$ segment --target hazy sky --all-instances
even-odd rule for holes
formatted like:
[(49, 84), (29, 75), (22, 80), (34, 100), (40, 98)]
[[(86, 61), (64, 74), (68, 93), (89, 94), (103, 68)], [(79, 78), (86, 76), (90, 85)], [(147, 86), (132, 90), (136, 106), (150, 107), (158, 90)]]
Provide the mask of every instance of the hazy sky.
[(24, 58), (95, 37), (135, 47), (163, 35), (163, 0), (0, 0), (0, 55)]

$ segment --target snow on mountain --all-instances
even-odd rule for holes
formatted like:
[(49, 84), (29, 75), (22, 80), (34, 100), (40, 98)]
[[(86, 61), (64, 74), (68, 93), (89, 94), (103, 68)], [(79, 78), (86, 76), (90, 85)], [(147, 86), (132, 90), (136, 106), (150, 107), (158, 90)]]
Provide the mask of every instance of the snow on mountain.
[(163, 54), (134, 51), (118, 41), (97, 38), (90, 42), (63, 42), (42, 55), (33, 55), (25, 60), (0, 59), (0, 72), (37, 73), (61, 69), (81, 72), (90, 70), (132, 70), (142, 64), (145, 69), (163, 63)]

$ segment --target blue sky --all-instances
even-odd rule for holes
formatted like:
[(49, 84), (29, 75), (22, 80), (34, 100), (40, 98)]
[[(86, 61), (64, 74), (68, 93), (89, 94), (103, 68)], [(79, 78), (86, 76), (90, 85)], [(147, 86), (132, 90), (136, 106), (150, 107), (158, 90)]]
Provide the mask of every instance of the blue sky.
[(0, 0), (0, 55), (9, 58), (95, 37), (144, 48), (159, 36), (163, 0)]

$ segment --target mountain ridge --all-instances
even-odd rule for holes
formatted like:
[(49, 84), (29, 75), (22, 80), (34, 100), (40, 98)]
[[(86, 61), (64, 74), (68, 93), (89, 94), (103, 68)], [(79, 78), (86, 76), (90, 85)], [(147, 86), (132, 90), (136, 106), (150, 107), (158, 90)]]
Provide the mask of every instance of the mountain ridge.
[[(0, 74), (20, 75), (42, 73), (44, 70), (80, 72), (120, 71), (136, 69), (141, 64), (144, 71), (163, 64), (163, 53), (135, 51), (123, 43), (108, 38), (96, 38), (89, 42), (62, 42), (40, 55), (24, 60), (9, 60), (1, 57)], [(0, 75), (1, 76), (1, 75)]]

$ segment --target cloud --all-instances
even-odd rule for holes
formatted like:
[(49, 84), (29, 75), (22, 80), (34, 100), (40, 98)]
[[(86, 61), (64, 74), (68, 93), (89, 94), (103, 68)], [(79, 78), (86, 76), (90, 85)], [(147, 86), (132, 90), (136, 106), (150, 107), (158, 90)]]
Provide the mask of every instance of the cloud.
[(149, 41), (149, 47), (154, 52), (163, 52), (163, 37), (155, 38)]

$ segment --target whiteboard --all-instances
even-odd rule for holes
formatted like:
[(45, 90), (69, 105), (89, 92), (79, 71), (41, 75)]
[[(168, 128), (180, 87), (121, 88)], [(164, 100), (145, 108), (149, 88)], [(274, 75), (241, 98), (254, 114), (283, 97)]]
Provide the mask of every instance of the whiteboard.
□ □ □ □
SHORT TASK:
Can you repeat, word for word, the stretch of the records above from the line containing "--target cloud --all-instances" through the final line of the records?

RESULT OF THE TASK:
$ segment --target cloud --all-instances
even-odd rule for holes
formatted like:
[(49, 84), (29, 75), (22, 80), (34, 100), (40, 98)]
[[(86, 61), (64, 74), (68, 93), (89, 94), (103, 68)], [(79, 78), (86, 76), (90, 85)], [(147, 86), (132, 90), (136, 106), (150, 107), (158, 90)]]
Provide the mask of every instance of the cloud.
[(149, 41), (149, 47), (154, 52), (163, 52), (163, 37), (155, 38)]

$ segment --target whiteboard --all-instances
even-odd rule for holes
formatted like:
[(45, 90), (69, 105), (89, 92), (79, 71), (41, 75)]
[[(168, 128), (180, 87), (121, 88)], [(164, 100), (145, 108), (149, 88)], [(274, 75), (241, 98), (254, 114), (283, 97)]]
Provide the mask of every instance of the whiteboard.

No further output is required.